- [Given records]

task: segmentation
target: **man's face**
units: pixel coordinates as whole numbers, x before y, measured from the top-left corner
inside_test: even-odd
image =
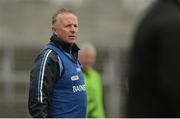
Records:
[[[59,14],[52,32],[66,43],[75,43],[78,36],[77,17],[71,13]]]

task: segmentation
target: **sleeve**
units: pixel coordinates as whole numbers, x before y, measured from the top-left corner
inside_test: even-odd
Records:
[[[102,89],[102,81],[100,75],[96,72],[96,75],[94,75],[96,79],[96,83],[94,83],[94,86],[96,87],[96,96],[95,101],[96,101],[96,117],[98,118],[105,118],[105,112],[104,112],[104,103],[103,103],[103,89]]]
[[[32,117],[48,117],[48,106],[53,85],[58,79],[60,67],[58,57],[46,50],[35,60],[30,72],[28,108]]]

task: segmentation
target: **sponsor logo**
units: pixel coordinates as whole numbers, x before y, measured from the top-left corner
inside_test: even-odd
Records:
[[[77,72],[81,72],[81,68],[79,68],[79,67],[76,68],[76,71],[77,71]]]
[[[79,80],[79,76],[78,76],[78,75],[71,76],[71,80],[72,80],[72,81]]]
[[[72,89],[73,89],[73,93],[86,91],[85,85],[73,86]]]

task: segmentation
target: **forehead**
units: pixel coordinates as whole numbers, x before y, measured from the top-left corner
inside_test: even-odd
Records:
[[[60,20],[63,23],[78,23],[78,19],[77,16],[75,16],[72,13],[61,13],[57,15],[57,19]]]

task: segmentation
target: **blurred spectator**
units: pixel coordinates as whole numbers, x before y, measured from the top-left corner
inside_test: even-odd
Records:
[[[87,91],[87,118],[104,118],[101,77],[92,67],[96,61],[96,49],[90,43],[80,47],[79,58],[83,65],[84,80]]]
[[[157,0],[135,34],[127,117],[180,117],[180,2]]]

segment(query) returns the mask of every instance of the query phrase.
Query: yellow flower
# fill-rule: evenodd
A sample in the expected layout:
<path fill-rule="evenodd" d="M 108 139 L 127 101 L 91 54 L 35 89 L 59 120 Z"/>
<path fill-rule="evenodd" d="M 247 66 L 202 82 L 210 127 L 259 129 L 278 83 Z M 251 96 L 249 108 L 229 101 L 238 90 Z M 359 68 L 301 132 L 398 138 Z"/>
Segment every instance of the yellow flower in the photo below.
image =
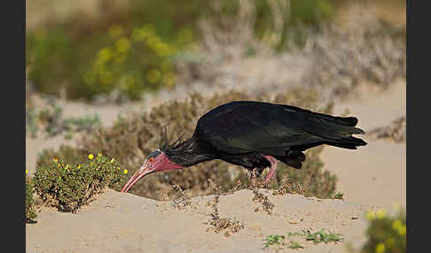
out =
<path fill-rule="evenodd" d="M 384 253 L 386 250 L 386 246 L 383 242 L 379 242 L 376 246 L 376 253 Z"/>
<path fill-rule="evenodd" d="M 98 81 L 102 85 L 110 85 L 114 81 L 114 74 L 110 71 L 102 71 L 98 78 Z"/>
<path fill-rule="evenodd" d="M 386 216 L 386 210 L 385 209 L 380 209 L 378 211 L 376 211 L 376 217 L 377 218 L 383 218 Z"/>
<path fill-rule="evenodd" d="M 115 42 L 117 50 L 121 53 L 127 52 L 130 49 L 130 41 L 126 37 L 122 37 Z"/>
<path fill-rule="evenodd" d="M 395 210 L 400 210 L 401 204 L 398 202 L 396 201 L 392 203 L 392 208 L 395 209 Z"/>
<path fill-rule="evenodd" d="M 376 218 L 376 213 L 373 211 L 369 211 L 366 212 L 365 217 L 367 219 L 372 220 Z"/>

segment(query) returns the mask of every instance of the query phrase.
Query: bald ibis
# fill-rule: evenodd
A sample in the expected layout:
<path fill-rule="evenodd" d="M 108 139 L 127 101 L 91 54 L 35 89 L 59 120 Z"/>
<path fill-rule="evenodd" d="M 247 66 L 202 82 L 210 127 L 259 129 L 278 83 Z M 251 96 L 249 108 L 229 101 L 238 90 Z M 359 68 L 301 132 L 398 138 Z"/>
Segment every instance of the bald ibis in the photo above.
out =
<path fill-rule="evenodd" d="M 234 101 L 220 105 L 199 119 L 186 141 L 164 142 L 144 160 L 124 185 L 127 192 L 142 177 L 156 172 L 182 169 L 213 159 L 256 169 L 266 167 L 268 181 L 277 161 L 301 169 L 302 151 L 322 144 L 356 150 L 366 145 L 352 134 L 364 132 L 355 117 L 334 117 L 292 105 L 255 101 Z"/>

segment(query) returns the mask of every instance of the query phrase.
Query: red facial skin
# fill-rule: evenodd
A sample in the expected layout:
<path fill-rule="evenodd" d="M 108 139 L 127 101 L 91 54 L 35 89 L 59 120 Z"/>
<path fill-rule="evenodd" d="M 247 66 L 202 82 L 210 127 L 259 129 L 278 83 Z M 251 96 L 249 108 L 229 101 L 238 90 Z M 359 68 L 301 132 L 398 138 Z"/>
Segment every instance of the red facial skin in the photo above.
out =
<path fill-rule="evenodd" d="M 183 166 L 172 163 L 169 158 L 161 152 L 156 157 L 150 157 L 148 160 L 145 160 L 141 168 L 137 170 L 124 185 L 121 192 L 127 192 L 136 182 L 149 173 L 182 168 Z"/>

* * *

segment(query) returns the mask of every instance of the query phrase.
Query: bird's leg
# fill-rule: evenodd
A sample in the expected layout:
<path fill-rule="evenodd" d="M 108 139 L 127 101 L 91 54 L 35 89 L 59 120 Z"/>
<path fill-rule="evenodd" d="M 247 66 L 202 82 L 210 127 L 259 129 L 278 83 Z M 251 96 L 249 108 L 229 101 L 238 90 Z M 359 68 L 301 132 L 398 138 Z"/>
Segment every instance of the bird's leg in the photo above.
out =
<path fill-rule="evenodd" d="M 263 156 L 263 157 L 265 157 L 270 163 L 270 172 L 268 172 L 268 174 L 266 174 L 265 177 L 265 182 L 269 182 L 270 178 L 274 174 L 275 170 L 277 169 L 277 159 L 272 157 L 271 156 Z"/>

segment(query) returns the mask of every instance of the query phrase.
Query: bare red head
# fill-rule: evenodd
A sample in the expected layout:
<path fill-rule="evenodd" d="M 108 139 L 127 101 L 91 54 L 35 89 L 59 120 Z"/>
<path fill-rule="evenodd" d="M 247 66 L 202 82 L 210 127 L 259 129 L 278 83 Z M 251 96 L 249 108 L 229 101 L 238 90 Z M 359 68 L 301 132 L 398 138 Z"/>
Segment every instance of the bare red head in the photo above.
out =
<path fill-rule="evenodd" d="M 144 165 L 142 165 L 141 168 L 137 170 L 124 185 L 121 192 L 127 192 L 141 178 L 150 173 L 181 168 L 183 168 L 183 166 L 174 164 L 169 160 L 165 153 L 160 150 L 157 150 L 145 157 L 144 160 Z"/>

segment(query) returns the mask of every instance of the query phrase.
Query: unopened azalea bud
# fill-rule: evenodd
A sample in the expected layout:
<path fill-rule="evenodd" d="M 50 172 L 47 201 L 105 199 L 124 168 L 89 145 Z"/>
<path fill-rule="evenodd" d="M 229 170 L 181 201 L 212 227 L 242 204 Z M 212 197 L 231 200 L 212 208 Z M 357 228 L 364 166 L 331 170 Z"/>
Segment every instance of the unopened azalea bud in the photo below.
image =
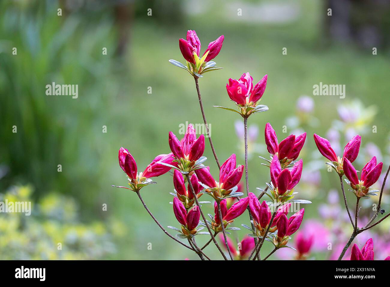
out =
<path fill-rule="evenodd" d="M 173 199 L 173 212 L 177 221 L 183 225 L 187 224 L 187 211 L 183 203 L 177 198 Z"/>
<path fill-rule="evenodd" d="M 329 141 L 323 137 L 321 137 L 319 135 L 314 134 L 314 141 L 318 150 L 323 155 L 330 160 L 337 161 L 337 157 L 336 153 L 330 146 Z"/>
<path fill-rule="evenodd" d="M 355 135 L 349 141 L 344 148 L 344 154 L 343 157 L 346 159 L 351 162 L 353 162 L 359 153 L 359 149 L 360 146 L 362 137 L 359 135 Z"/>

- [Set problem] Find every line in the records that contains the word "bare" and copy each such line in full.

- [Reply]
Query: bare red head
Segment every instance of the bare red head in the photo above.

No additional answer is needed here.